Records from a data collection
* * *

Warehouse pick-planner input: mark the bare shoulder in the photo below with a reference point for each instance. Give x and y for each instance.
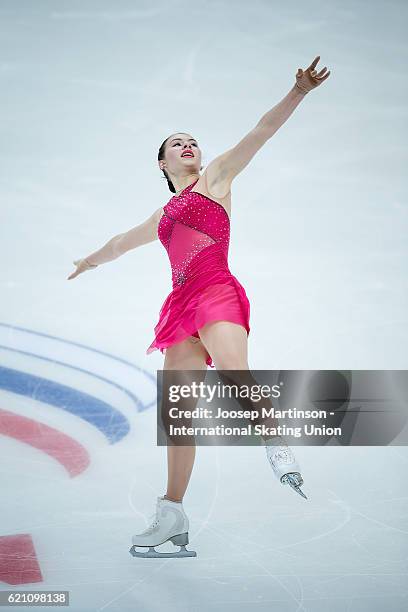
(215, 182)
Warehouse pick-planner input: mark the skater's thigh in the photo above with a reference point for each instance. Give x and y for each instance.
(189, 354)
(227, 343)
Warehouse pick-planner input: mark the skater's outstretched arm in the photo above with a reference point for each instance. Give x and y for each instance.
(120, 244)
(233, 161)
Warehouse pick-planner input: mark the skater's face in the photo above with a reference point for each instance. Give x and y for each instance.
(177, 162)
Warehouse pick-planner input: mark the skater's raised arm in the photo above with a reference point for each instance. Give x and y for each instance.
(120, 244)
(232, 162)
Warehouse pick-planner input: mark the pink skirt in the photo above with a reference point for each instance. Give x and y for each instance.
(216, 296)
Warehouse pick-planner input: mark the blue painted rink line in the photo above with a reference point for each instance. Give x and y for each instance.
(70, 362)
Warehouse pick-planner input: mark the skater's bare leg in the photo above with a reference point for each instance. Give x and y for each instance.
(227, 344)
(187, 355)
(180, 461)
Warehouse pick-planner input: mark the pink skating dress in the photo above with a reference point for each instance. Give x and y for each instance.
(195, 231)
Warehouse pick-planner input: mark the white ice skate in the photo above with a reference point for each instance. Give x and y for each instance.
(284, 464)
(171, 524)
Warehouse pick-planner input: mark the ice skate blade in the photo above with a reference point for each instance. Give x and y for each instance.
(154, 554)
(295, 480)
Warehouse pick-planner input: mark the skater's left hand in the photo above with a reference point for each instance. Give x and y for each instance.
(310, 78)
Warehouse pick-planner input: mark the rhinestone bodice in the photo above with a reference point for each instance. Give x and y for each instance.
(195, 232)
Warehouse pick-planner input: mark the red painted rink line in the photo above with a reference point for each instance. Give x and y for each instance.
(18, 560)
(72, 455)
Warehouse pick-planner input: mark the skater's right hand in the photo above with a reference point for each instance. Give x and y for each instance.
(82, 265)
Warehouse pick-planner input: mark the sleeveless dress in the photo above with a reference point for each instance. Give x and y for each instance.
(195, 231)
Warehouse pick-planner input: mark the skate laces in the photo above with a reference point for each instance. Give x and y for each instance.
(283, 453)
(154, 524)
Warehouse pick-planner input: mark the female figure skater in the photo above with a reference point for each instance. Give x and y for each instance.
(205, 319)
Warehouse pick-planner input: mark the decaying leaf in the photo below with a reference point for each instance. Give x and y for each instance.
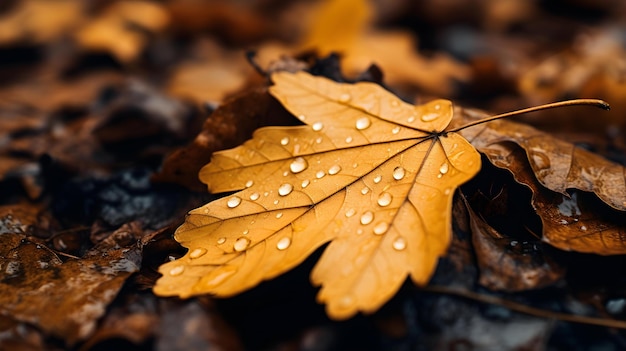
(345, 27)
(571, 221)
(368, 172)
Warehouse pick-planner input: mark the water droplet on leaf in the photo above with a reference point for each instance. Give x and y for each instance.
(283, 243)
(381, 228)
(367, 217)
(384, 199)
(317, 126)
(398, 173)
(429, 117)
(199, 252)
(399, 243)
(298, 165)
(241, 244)
(285, 189)
(444, 168)
(178, 270)
(334, 169)
(233, 202)
(363, 123)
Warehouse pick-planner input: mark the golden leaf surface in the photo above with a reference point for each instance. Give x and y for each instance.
(371, 174)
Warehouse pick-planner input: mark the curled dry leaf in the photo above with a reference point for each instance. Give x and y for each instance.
(570, 222)
(557, 164)
(368, 172)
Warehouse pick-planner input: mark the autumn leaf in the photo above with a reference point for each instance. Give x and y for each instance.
(557, 164)
(370, 174)
(572, 221)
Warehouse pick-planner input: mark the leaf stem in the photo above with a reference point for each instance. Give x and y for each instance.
(591, 102)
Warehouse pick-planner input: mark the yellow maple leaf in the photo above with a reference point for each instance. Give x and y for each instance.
(368, 172)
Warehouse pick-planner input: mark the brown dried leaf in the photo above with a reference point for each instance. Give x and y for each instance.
(76, 292)
(570, 222)
(345, 27)
(368, 172)
(505, 264)
(121, 29)
(557, 164)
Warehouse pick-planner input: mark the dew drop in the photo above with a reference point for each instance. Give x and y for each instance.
(444, 168)
(199, 252)
(298, 165)
(367, 217)
(334, 169)
(241, 244)
(429, 117)
(399, 243)
(398, 173)
(283, 243)
(233, 202)
(317, 126)
(363, 123)
(384, 199)
(178, 270)
(285, 189)
(381, 228)
(344, 98)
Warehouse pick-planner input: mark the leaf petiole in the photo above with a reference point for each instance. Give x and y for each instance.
(591, 102)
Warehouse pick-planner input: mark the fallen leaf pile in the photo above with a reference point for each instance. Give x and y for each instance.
(342, 184)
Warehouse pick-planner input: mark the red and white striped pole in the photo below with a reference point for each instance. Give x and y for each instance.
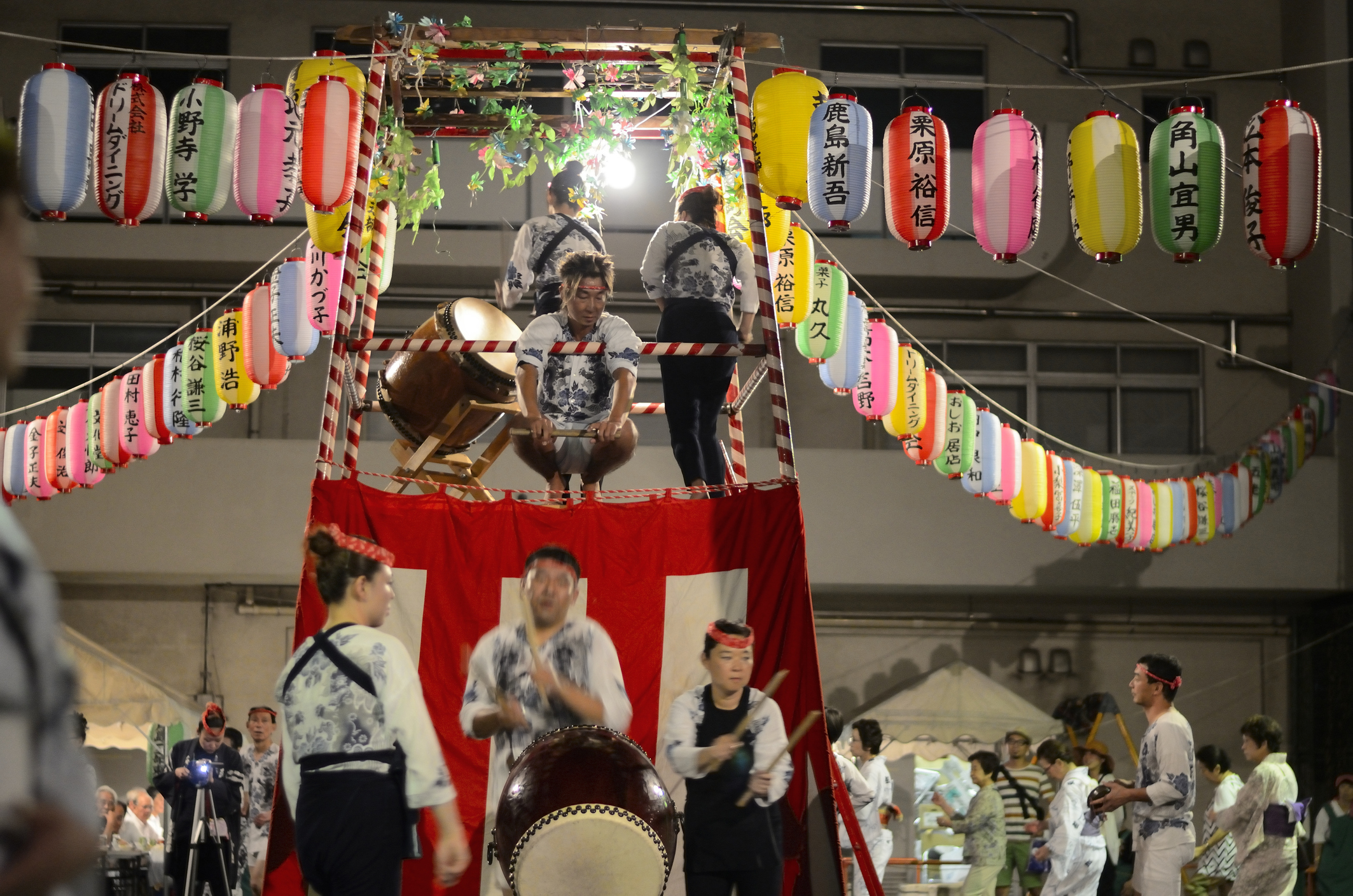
(347, 296)
(770, 331)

* * *

= Exercise prompt =
Rewrite all of these lines, changing every "reference point" to "marker point" and leaving everything else as it is. Leave the pictures out of your answer.

= Reply =
Warehouse pick-planner input: mark the bare shoulder in the photo below with a marker point for each instance. Give x and y for each instance.
(215, 182)
Warehouse pick-planner input: mark the skater's thigh in the photo above with a marker point for each instance. Give x and y for each instance.
(189, 354)
(227, 343)
Warehouse pick-planner input: mark the skater's outstretched arm in the photo above with a marker point for each instance. Give x and y for each instance.
(120, 244)
(233, 161)
Warehouse pick-planner input: mark the skater's face in the photo above with a marker point for each instance. Give x and y for each instance.
(177, 162)
Warehouse pick-planner input: mark the skater's raised arm in the photo above with a marker point for each instance. Give x and y for each instance.
(120, 244)
(232, 162)
Warehouse pick-planner input: mark the pink skirt in the photo above with a marker point for each instance. Give x and y for each instance.
(216, 296)
Warehouse pick-planner input: mark the blue painted rink line in the photo above with a marker point for each instance. Give x and y for each instance.
(70, 362)
Warehouse pick-planner input: mark the skater's bare leg in the photo above with a marker point for each instance. Give x and y for each instance.
(227, 344)
(187, 355)
(180, 461)
Warehouse pick-planner input: mark the pink skating dress in the photo above with a marker point for each instance. Give x and y for each instance.
(195, 231)
Warehouse pick-planner input: mark the white ice skate in the photo above with a marker point for each instance. Give x and y for each instance.
(284, 464)
(171, 524)
Warehouse pick-planner input: mark the ice skate blade in the photo above with a marker point for each instance. Give x and y for each instance.
(154, 554)
(295, 480)
Warehouse pick-planner input: mark the skater's left hand in the photo above with a marker point for each instance. Give x and y for each instance.
(310, 78)
Warehouse pick-planner input: mark the rhinestone bodice in the photo above with a marker point for each instance. Give x and y for each instance.
(195, 232)
Warehouse pick-planner input: mark the red painted rink line in the photo above with a marker point for each instance. Give x and y for each instance.
(18, 560)
(72, 455)
Warehouse pick-planner input: mark the skater's right hand in the photo above with a marker point for each instance. Give x and y for each instance.
(82, 265)
Warehouse pick-planner input: mark the sleeveless dress in the photo above with a marker point for each instance. Give x and y for each instance.
(195, 231)
Warehouse pick-planner input: mark the skate laces in the photo above with a marker point for each instance. Give x and y for each instance.
(283, 453)
(154, 524)
Warehouse pick-planner input: mark the female figure skater in the photo above with a marker point for each instance. Give x and y for each instance.
(205, 319)
Warehouse pick-planner input: mark the decaying leaf in the photo below with a marker point for each instance. Give x and y for each instance.
(345, 27)
(571, 221)
(368, 172)
Warehouse pick-planner input: mark the water droplet on leaf in the photo above with a marker point for each instance. Give x and y for each instance.
(283, 243)
(381, 228)
(367, 217)
(384, 199)
(317, 126)
(398, 173)
(429, 117)
(199, 252)
(399, 243)
(298, 165)
(241, 244)
(285, 189)
(444, 168)
(178, 270)
(334, 169)
(233, 202)
(363, 123)
Warehouse pick-planner input: mark the golden leaf surface in the photo above with a marker point for each instance. Give x and y for each instance.
(371, 174)
Warehouse pick-planner input: mark the curled dry leaf in the photo above with a marker point for each instance. Give x and y for each instance.
(570, 222)
(557, 164)
(368, 172)
Warehouse pick-planner input: mark the autumn leaf in the photo above with a marker point for each instance. Give x and y for each instance.
(557, 164)
(370, 174)
(572, 221)
Warehouse pick-planner input: mark the leaf stem in the photo above with a marker point for each instance. Give x and y for each instance.
(591, 102)
Warehouse pick-planner input: mark the yellow maple leaf in the photo above with a marker point for each instance. Give x and y for each instance.
(368, 172)
Warehouse pick-planner input: mark the brown dried leaf in the photo above with a marker point for each instance. Give x and y for each instance.
(76, 292)
(570, 222)
(345, 27)
(368, 172)
(505, 264)
(121, 29)
(557, 164)
Warehouse pick-planner input: mark the dew drop in the photo above with a marker point for each instance. Give x and y for each instance.
(444, 168)
(199, 252)
(298, 165)
(367, 217)
(334, 169)
(241, 244)
(429, 117)
(399, 243)
(398, 173)
(283, 243)
(233, 202)
(317, 126)
(363, 123)
(384, 199)
(178, 270)
(285, 189)
(381, 228)
(344, 98)
Warehouse pick-planner input: mark the leaf petiole in the photo above with a marker point for each instance. Give x and y for each instance.
(591, 102)
Warehouse pick-planner input: mark the fallen leaf pile in the photo above with a marker point for each instance. Give x and y for each instance.
(342, 184)
Warehouse pick-planner input: mark the red and white striped pole in the photo below with a marker point for each instance. Give x and y for each instance.
(347, 296)
(770, 331)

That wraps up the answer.